PROBLEM:
Only an exact, line-for-line copy of the data will serve as the answer.
== DATA IN THIS EXERCISE
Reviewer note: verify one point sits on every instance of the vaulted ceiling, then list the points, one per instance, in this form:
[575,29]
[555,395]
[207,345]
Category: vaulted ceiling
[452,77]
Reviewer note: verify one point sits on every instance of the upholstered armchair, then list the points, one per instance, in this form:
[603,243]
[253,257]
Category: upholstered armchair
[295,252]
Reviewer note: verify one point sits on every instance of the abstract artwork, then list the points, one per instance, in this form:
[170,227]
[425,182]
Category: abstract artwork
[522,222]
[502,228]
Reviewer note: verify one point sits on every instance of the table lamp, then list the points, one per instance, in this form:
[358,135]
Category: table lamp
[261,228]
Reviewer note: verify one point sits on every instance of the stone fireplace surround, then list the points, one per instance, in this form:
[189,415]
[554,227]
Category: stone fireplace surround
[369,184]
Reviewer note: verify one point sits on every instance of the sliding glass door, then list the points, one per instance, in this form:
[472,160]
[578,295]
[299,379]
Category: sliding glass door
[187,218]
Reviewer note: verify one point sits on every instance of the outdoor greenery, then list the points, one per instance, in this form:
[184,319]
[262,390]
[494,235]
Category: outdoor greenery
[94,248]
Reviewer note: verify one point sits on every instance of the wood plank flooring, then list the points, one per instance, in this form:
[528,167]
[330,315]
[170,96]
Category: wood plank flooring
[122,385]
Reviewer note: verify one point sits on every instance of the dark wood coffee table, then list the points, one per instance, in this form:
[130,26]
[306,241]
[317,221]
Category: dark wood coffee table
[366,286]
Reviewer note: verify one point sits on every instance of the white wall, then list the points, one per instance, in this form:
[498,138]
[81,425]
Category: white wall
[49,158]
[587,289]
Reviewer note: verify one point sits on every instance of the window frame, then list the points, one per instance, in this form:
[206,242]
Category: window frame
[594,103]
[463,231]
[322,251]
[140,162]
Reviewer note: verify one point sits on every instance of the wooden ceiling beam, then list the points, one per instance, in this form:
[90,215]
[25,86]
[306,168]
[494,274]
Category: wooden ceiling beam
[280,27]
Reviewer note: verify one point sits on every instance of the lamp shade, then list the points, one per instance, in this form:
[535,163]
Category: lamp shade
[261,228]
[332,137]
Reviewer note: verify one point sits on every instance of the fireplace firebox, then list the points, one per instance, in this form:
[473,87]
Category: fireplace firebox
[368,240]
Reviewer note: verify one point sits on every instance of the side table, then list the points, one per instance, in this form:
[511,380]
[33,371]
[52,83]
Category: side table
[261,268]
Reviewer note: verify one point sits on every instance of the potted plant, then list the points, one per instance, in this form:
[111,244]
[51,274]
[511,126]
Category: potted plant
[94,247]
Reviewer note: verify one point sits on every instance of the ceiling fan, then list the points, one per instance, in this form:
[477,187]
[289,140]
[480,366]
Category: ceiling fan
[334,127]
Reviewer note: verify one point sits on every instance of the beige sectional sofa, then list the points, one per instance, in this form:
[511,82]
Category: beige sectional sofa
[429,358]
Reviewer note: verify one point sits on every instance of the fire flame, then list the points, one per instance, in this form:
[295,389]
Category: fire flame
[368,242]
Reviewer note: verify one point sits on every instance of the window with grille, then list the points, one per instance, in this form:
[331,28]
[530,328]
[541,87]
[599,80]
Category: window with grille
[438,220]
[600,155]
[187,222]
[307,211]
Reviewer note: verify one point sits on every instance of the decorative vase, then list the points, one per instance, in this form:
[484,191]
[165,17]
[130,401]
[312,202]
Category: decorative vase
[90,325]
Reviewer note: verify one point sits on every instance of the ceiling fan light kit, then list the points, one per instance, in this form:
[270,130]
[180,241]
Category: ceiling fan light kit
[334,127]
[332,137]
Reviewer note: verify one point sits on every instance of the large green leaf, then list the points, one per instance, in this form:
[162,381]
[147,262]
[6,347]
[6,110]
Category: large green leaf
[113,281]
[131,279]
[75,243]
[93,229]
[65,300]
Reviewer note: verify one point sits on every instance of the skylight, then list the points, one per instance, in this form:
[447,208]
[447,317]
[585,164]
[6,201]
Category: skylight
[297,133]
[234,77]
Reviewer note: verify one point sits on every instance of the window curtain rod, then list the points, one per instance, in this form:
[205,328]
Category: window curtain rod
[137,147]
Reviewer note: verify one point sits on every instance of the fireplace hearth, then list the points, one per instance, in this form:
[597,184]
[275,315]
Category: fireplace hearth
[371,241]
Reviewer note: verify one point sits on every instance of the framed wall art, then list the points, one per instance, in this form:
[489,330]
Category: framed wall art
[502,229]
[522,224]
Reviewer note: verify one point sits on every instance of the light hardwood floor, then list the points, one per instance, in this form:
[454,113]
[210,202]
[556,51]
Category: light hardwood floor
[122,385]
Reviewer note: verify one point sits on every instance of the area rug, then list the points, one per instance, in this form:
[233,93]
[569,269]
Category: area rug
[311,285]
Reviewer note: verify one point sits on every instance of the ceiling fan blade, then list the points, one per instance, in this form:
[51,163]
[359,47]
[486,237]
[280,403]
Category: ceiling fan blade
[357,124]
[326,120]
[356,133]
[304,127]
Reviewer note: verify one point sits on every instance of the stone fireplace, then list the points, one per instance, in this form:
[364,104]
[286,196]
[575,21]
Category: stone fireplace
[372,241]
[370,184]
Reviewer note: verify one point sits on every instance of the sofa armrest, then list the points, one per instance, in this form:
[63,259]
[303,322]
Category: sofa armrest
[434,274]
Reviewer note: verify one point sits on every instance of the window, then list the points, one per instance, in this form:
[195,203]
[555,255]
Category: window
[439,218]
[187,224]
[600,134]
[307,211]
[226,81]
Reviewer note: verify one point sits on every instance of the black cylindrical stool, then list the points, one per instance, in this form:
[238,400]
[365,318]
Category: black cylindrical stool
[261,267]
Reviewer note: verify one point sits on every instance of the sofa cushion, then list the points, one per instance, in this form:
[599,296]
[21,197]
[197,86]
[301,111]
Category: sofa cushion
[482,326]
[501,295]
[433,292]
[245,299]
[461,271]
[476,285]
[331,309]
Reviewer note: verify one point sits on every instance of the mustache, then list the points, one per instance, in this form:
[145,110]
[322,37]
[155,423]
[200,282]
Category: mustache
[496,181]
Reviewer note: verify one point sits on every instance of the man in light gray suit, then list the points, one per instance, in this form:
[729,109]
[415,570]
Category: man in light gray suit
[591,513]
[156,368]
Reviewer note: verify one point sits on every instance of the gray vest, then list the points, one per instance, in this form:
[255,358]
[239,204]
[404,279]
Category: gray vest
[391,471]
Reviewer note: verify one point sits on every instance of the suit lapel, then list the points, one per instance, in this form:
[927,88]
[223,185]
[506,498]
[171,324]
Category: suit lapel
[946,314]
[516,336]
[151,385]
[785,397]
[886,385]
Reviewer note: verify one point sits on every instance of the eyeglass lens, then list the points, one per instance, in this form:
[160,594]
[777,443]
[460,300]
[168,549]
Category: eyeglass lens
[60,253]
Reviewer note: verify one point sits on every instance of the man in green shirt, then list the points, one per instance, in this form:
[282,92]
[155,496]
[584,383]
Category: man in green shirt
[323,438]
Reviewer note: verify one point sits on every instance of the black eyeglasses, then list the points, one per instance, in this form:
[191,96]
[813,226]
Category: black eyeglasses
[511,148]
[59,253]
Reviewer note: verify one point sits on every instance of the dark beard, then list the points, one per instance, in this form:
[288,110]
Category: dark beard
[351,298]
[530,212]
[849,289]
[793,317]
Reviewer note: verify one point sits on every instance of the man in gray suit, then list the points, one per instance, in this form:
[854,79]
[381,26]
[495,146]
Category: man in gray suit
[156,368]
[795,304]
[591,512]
====
ANSWER TO THIS EXERCISE:
Reviewer note: verify one point sits on every instance of the vaulted ceiling, then list the points, one per instance, in this form:
[575,29]
[555,395]
[207,345]
Category: vaulted ceiling
[452,77]
Reviewer note: verify one point sits on every instance of the upholstered armchair, then list the points, one per instance, in this form:
[603,243]
[253,257]
Category: upholstered armchair
[295,252]
Reviewer note: verify one point sits on every instance of the abstract artwork, then list the points, one per instance, in this form:
[170,227]
[425,182]
Category: abstract artwork
[522,222]
[502,228]
Reviewer note: verify one point sits on every instance of the table lamp, then list the points, one per instance, in this form:
[358,135]
Category: table lamp
[261,228]
Reviewer note: verify one point sits on every instance of the stone fireplace surround, then list the points, one per instance, in this form:
[189,415]
[554,227]
Category: stone fireplace surround
[369,184]
Reviewer note: verify one point sits on every instance of the sliding glass door, then list the points, one per instance, in this form:
[472,160]
[578,295]
[299,379]
Category: sliding glass door
[187,218]
Reviewer note: verify one point sits on every instance of the outdoor greenery, then list the points, one per instance, in this form:
[184,319]
[262,390]
[494,235]
Category: outdoor greenery
[94,248]
Reviewer note: verify one point sits on every instance of the wood plank flooring, then list the points, one per instance, in this form:
[528,167]
[330,315]
[170,96]
Category: wood plank flooring
[122,385]
Reviewer note: verify one point sits on every instance of the dark wood coffee table, then list the points, one per instance, in this form:
[130,26]
[306,241]
[317,221]
Category: dark wood coffee table
[366,286]
Reviewer note: verify one point sits on every instance of the white wall, then list the points, one per instance, in this form:
[498,138]
[81,425]
Category: white wall
[49,158]
[587,289]
Reviewer note: verify one point sits on every instance of the window frame, then list the points, one per instance, in this form:
[206,242]
Category: window frame
[594,103]
[463,231]
[322,251]
[140,162]
Reviewer note: verify one point sits on every instance of the wooden ceiling beam, then list the points, one per instance, in this form:
[90,215]
[25,86]
[306,168]
[494,274]
Category: wooden ceiling beam
[280,27]
Reviewer note: verify one point sits on every instance of the lamp shade, then list the points, one per instance, in this form:
[535,163]
Category: lamp shade
[261,228]
[332,137]
Reviewer note: verify one point sits on every instance of the fireplace firebox, then list the points, one per instance, in this form:
[473,87]
Category: fireplace firebox
[368,240]
Reviewer note: verify one point sits on every instance of the side table, then list the points, one per instance, in this form:
[511,380]
[33,371]
[52,83]
Category: side table
[261,268]
Reviewer note: verify one point sits on every instance of the potted plant, then list the points, one per instance, in this form:
[111,244]
[51,274]
[511,126]
Category: potted plant
[94,247]
Reviewer note: verify one point sits on every instance of the ceiling fan, then list the points, one per instance, in this form:
[477,187]
[289,140]
[480,366]
Category: ceiling fan
[334,127]
Reviewer note: verify one point sits on every instance of the beige sectional sofa, then list the points, one per instance, in this form:
[511,82]
Category: beige sectional sofa
[429,358]
Reviewer note: verify one point sits on every instance of the fire flame, then list the points, one per instance, in this form:
[295,389]
Category: fire flame
[368,242]
Reviewer note: verify one point sits on every instance of the window with grille, then list the points, one per instance, in this form:
[331,28]
[530,328]
[541,87]
[599,80]
Category: window with grille
[438,220]
[600,155]
[187,222]
[307,211]
Reviewer note: verify one point sits on every instance of the decorative vase, then list the points, one per instance, in this form:
[484,191]
[165,17]
[130,401]
[312,202]
Category: decorative vase
[90,325]
Reviewer note: verify one point sits on every instance of the ceiling fan light kit, then list the points, one per instance, in this form:
[270,130]
[180,241]
Category: ceiling fan light kit
[334,127]
[332,137]
Reviewer note: verify one point sits on every instance of the large green leaf, then list the points, one per instance, in this form:
[162,381]
[147,262]
[6,347]
[6,110]
Category: large green leaf
[113,281]
[131,279]
[75,243]
[93,229]
[65,300]
Reviewer note: verify one point sits on every instance of the skylight, then list the points, one per instance, in this form:
[447,208]
[447,317]
[585,164]
[6,201]
Category: skylight
[297,133]
[234,77]
Reviewer note: verify one point sits on every instance of the window curtain rod, then list the points, one per instance, in this form:
[205,328]
Category: window curtain rod
[137,147]
Reviewer note: verify one point sits on every instance of the fireplace hearth, then list the points, one per instance, in this form:
[597,184]
[275,315]
Category: fireplace hearth
[371,241]
Reviewer note: verify one point sits on every instance of the framed wall art, then list the points, one per instance, in this form:
[489,330]
Category: framed wall art
[502,229]
[522,224]
Reviewer note: verify one point sits on every instance of the light hardwood floor, then list the points, one per instance, in this form:
[454,113]
[210,202]
[556,51]
Category: light hardwood floor
[122,385]
Reviewer note: verify one point sits on every instance of the area rug, then list the points, one per instance, in this form:
[233,93]
[569,269]
Category: area rug
[311,285]
Reviewer note: verify one point sits on every instance of the ceiling fan blade, then list the points, one per instance, in this form:
[51,163]
[359,47]
[486,237]
[280,403]
Category: ceiling fan blade
[357,124]
[326,120]
[356,133]
[304,127]
Reviewer note: verify one point sits on every instance of the stone fireplace, then list the points, one per instance, in this form:
[364,104]
[286,196]
[575,21]
Category: stone fireplace
[372,241]
[370,184]
Reviewer note: verify one point sits on every instance of the sofa armrest, then list the points, one per instance, in this form:
[63,259]
[303,322]
Category: sofa armrest
[434,274]
Reviewer note: verify one point sits on every instance of the window, then list the points, one per instance, in this form:
[195,203]
[555,255]
Category: window
[439,218]
[187,224]
[600,134]
[307,211]
[226,81]
Reviewer note: verify one point sits on every instance of the black cylindrical stool, then list the points, one per instance, in this form:
[238,400]
[365,318]
Category: black cylindrical stool
[261,267]
Reviewer note: verify one point sits on every instance of the sofa cushion, then list the points, one per instance, in this form:
[599,296]
[21,197]
[197,86]
[301,111]
Category: sofa cushion
[482,326]
[501,295]
[433,292]
[245,299]
[461,271]
[476,285]
[331,309]
Reviewer note: verify one point sits on every instance of the mustache, then list the points, one per instance, in this form:
[145,110]
[322,37]
[155,423]
[200,282]
Category: mustache
[496,181]
Reviewer note: verify one point sits on every instance of the man in light gray suit, then list the points, one per instance, in this form:
[729,109]
[415,570]
Category: man in light gray suit
[591,513]
[156,368]
Reviewer note: verify one point sits on every instance of the gray vest, then list the points, one per instance, in this form:
[255,358]
[239,204]
[404,279]
Category: gray vest
[391,471]
Reviewer note: verify one point sits on every instance of the suit lapel, then list the points, one per instance, in this form:
[927,88]
[223,185]
[506,498]
[171,324]
Category: suit lapel
[946,314]
[516,336]
[151,385]
[785,397]
[886,385]
Reviewer note: verify one point sits on every instance of the eyeglass lens, then list the points, one per instance, in this form:
[160,594]
[777,443]
[460,300]
[168,549]
Category: eyeglass lens
[60,253]
Reviewer note: verify one point sits on every instance of the man in green shirt, then list the points, one per instance, in this form:
[282,92]
[155,496]
[584,383]
Category: man in green shirt
[323,438]
Reviewer note: verify one point sits on every instance of the black eyeglasses, then list the points, one per instance, in this form:
[191,96]
[813,226]
Category: black eyeglasses
[511,148]
[59,253]
Reviewer note: verify one point sits on every instance of the dark beard, then list the points, one per instance, in this form:
[288,110]
Category: dark beard
[351,298]
[530,212]
[849,289]
[793,317]
Reviewer note: verify one point sits on every instance of the man in gray suit, then list the points, one per instance, in this form:
[854,79]
[381,26]
[495,146]
Category: man in gray suit
[156,368]
[795,304]
[591,512]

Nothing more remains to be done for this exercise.